++++ Exercise text ++++
Last season on Discovery’s “Deadliest Catch,” a lot of attention fell on F/V Cornelia Marie deckhand Jake Harris, whose father, Capt. Phil Harris, suffered a stroke and eventually passed away in an Anchorage, Alaska, hospital.
The younger Harris, who had a close but contentious relationship with his father, revealed to him — and viewers — that he had drug issues, which later sent him into rehab.
Much of the new season, which launches Tuesday, April 12, will likely focus on Jake and his older brother, Josh, and the future of their father’s Bering Sea crab-fishing vessel.
But there’s another Jake on “Deadliest Catch,” Jake Anderson of the F/V Northwestern, captained by Sig Hansen. Phil Harris and Hansen even swapped their Jakes for a while last season.
++++ Recorded information ++++
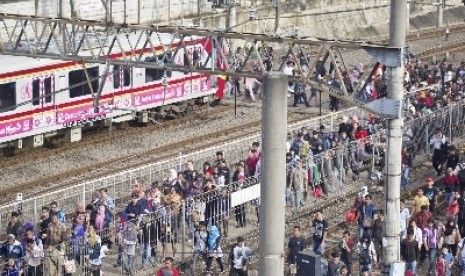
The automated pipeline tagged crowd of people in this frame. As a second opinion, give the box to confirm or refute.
[0,49,465,276]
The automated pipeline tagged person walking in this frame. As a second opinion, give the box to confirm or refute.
[429,128,446,176]
[44,215,66,276]
[157,257,179,276]
[357,235,378,274]
[207,225,224,273]
[311,211,329,256]
[400,228,420,276]
[229,236,252,276]
[286,225,307,266]
[339,230,354,275]
[357,195,378,238]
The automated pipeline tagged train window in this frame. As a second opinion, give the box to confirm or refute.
[68,67,99,98]
[113,65,131,89]
[123,66,131,87]
[44,77,53,103]
[32,79,40,105]
[145,57,164,83]
[113,65,121,89]
[0,82,16,112]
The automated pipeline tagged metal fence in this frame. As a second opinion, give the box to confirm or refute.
[2,103,465,274]
[0,108,363,233]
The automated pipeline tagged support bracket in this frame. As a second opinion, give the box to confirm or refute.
[364,46,409,67]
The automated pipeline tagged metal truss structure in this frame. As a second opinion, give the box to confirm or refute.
[0,14,408,118]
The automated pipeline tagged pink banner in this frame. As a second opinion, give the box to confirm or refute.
[0,117,32,138]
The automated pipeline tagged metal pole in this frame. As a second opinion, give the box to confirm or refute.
[181,204,186,262]
[436,0,444,28]
[383,0,407,275]
[449,105,453,141]
[258,72,288,276]
[274,0,280,33]
[319,91,322,125]
[405,0,410,33]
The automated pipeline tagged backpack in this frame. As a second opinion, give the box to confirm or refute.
[457,165,465,185]
[359,248,371,265]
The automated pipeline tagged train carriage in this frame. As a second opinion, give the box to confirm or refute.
[0,34,216,147]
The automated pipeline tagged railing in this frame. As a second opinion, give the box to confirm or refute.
[3,103,465,270]
[0,108,361,232]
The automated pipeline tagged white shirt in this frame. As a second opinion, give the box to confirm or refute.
[429,135,446,149]
[26,245,44,266]
[402,227,423,249]
[400,207,410,233]
[283,65,294,76]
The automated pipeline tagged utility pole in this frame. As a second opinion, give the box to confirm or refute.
[274,0,280,33]
[258,72,287,276]
[226,0,237,50]
[436,0,444,28]
[383,0,407,275]
[405,0,410,33]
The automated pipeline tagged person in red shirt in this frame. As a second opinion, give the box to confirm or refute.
[245,149,259,175]
[415,205,433,230]
[157,257,179,276]
[442,168,460,205]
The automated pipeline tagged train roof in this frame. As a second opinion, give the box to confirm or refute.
[0,33,202,75]
[0,55,63,74]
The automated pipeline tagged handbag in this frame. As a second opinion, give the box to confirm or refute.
[454,229,460,244]
[363,218,373,228]
[65,260,76,273]
[362,206,373,228]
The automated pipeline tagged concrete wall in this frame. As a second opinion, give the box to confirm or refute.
[0,0,463,39]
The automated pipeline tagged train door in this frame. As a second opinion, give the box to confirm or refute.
[113,65,132,91]
[32,75,56,128]
[32,75,55,108]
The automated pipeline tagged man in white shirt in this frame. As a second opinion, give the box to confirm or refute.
[26,239,44,276]
[400,199,410,236]
[429,128,446,176]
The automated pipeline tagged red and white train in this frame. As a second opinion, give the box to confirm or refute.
[0,33,216,147]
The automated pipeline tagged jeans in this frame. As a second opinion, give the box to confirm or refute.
[428,248,438,264]
[192,250,207,275]
[358,225,373,238]
[405,261,417,275]
[141,243,153,267]
[122,252,136,275]
[313,239,325,256]
[359,264,373,275]
[44,249,65,276]
[445,192,454,205]
[295,190,305,208]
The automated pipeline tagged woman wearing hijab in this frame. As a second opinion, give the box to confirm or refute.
[86,226,102,276]
[93,205,113,251]
[207,225,224,272]
[163,169,178,195]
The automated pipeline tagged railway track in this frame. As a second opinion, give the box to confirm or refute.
[415,41,465,59]
[0,105,316,204]
[0,106,230,168]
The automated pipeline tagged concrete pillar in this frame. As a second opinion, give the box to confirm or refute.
[436,0,444,28]
[258,72,287,276]
[383,0,407,275]
[405,0,410,33]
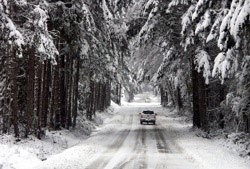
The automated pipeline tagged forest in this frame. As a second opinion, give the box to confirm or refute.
[0,0,250,138]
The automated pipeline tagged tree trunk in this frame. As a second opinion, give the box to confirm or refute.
[24,49,35,137]
[72,58,80,127]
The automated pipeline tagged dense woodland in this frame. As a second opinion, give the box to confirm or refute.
[0,0,250,138]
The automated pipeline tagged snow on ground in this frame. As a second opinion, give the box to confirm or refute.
[0,93,250,169]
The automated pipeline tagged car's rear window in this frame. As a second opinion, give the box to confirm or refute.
[142,111,154,114]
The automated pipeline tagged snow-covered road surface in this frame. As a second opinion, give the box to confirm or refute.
[34,94,250,169]
[86,107,199,169]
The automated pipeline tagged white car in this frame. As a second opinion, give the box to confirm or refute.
[140,110,157,124]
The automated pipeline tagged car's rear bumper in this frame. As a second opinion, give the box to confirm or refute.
[140,119,155,122]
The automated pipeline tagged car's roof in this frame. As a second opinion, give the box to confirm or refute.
[142,110,154,114]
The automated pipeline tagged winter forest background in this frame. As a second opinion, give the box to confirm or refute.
[0,0,250,144]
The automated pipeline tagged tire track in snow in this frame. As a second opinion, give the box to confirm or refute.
[86,116,133,169]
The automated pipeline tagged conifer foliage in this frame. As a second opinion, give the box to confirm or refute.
[0,0,128,138]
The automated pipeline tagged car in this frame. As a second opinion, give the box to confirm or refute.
[140,110,157,125]
[145,98,151,103]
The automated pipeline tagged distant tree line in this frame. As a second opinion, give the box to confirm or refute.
[0,0,128,138]
[127,0,250,132]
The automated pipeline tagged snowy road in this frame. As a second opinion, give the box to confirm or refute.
[87,107,198,169]
[32,95,250,169]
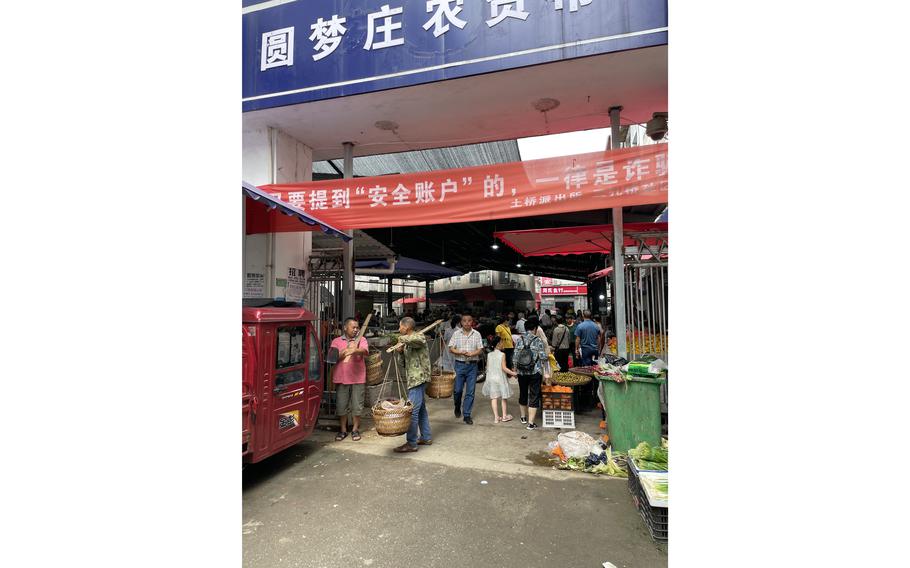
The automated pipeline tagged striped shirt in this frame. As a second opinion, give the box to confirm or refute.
[449,329,483,362]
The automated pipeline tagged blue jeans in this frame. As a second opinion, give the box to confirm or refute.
[581,347,597,367]
[455,361,477,418]
[407,383,433,448]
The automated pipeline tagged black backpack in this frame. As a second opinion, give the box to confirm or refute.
[515,334,540,375]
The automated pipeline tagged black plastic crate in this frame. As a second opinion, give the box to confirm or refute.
[629,458,669,542]
[319,391,338,418]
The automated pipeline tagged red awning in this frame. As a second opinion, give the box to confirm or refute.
[588,266,613,282]
[493,223,668,256]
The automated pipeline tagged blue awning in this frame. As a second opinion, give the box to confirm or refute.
[240,181,352,242]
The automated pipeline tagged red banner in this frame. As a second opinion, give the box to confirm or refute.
[540,286,588,296]
[247,144,669,234]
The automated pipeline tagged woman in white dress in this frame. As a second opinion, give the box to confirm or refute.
[483,341,517,424]
[440,315,461,373]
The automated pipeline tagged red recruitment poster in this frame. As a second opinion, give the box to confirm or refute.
[247,144,669,234]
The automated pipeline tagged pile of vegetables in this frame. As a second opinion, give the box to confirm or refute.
[608,331,667,353]
[638,472,670,503]
[552,442,629,477]
[629,442,670,471]
[597,363,624,383]
[553,373,591,387]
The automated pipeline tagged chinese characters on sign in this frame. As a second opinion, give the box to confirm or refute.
[260,27,294,71]
[243,272,265,298]
[310,14,347,61]
[284,267,306,302]
[259,0,594,71]
[540,286,588,296]
[247,144,669,234]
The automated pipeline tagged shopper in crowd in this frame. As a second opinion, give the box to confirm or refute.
[483,337,516,424]
[513,318,550,430]
[575,310,600,367]
[540,309,553,333]
[440,314,461,372]
[496,316,515,369]
[395,317,433,453]
[515,312,527,334]
[552,316,573,373]
[331,318,370,442]
[448,314,483,424]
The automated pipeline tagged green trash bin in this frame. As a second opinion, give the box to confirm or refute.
[598,375,666,452]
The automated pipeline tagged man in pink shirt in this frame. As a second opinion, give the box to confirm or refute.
[332,318,370,442]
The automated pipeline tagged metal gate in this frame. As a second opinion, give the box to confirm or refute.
[623,229,670,412]
[303,249,344,416]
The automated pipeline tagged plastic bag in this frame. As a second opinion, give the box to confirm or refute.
[556,430,600,458]
[603,353,628,367]
[628,355,667,377]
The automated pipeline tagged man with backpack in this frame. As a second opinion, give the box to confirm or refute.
[513,317,550,430]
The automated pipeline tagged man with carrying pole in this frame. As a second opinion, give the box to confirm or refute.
[389,317,442,453]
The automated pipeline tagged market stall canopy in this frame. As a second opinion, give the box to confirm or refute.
[430,286,534,303]
[588,266,613,281]
[395,296,427,304]
[313,229,395,260]
[354,256,463,280]
[240,180,351,242]
[493,223,668,257]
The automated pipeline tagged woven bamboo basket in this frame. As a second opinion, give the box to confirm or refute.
[367,351,382,385]
[373,401,414,436]
[553,372,591,387]
[427,371,455,398]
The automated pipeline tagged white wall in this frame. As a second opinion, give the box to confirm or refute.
[242,128,313,298]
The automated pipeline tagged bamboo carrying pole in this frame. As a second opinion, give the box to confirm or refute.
[385,320,445,353]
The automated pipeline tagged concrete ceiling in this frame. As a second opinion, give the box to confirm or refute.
[243,46,667,160]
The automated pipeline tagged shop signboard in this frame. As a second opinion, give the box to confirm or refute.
[243,0,667,112]
[253,144,669,234]
[540,286,588,296]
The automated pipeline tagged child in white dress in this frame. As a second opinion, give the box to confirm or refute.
[483,342,517,423]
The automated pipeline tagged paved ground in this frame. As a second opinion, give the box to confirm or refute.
[243,385,667,568]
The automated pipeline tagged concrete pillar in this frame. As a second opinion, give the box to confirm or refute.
[242,127,313,298]
[610,107,626,357]
[341,142,354,318]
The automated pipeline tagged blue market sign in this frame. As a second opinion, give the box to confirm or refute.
[243,0,667,112]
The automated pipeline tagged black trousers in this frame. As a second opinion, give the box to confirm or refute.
[518,373,542,408]
[502,347,515,369]
[555,349,572,373]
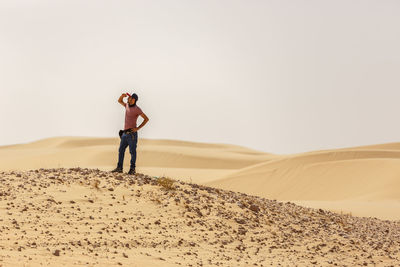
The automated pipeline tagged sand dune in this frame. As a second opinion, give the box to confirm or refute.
[0,168,400,267]
[0,137,400,219]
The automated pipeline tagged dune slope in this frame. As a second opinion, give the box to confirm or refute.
[0,168,400,266]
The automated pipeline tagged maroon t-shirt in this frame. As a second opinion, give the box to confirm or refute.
[124,103,143,130]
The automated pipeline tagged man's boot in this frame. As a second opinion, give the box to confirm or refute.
[111,167,122,173]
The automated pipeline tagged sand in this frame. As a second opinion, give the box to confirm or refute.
[0,137,400,266]
[0,137,400,220]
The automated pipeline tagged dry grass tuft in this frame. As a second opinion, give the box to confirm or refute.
[92,180,100,190]
[157,177,175,190]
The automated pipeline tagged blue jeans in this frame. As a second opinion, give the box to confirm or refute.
[118,132,137,172]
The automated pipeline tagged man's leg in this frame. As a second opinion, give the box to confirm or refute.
[117,133,130,170]
[127,132,137,174]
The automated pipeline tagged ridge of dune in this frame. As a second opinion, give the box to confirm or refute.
[0,137,400,220]
[0,167,400,266]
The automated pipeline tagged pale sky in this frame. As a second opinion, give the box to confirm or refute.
[0,0,400,154]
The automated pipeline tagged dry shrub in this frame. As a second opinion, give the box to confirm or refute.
[157,177,175,190]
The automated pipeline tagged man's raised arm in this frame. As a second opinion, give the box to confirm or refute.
[118,94,126,107]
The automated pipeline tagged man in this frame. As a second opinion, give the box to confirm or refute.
[112,94,149,175]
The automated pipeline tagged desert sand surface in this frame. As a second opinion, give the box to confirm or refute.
[0,137,400,220]
[0,169,400,266]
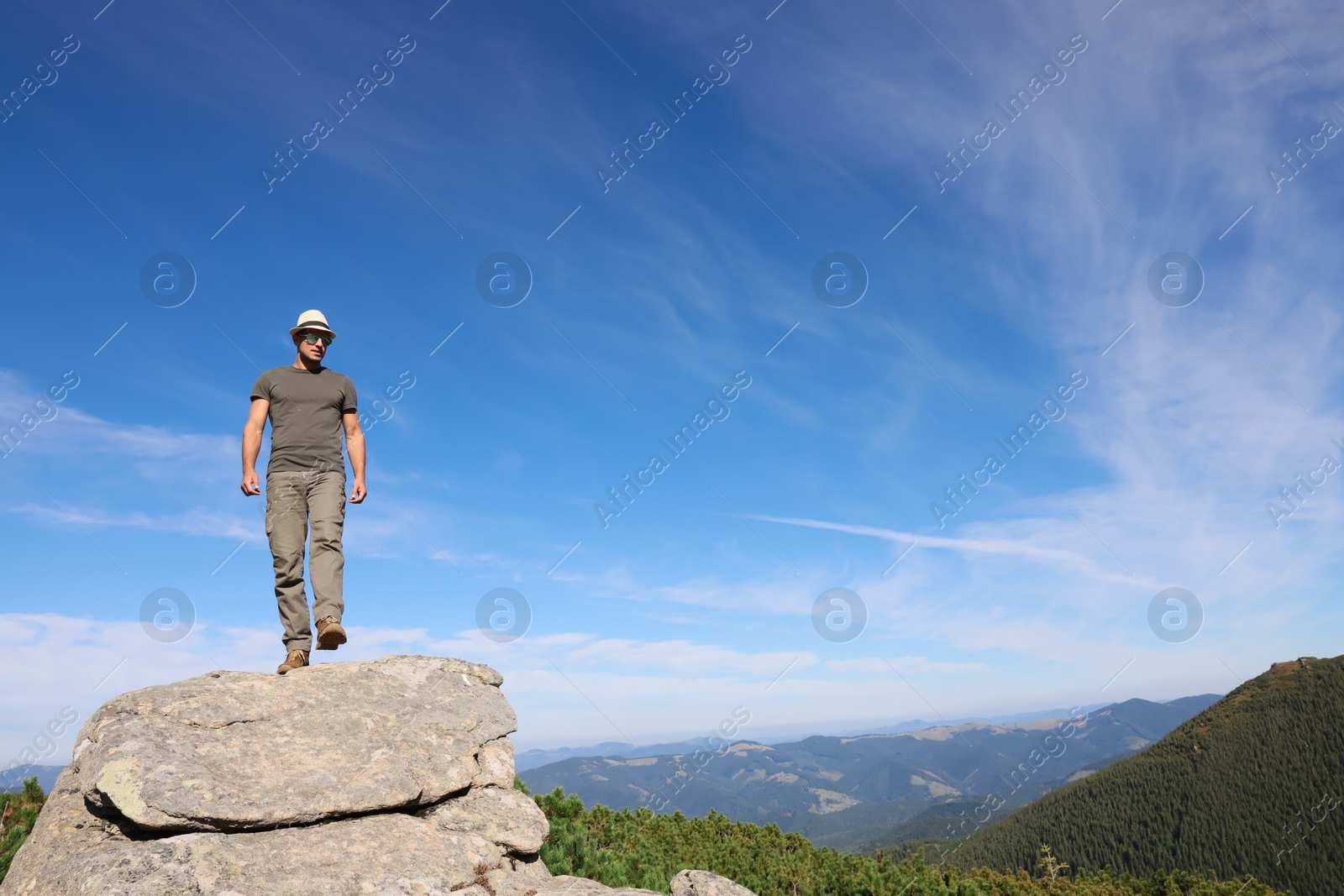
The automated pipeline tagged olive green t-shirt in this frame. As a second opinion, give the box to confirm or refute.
[251,364,358,474]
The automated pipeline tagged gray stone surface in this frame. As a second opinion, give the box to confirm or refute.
[76,657,516,833]
[426,787,549,853]
[0,657,751,896]
[669,871,755,896]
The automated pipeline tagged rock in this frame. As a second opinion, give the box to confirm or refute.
[536,874,664,896]
[0,657,769,896]
[426,787,549,853]
[76,657,516,833]
[670,871,755,896]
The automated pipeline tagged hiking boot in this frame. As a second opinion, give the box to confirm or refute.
[318,616,345,650]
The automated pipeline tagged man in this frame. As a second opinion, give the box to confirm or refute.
[242,311,365,674]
++++
(Required work)
A. In the Deadliest Catch text, who captains the F/V Northwestern?
B. Translate this sentence from the Deadliest Catch text into Spanish: "Much of the new season, which launches Tuesday, April 12, will likely focus on Jake and his older brother, Josh, and the future of their father’s Bering Sea crab-fishing vessel."
The items were taken from a different source than the text.

(Answer section)
A. Sig Hansen.

B. Es probable que gran parte de la nueva temporada, que se estrena el martes 12 de abril, se centre en Jake y su hermano mayor, Josh, y en el futuro del barco de pesca de cangrejo de su padre en el mar de Bering.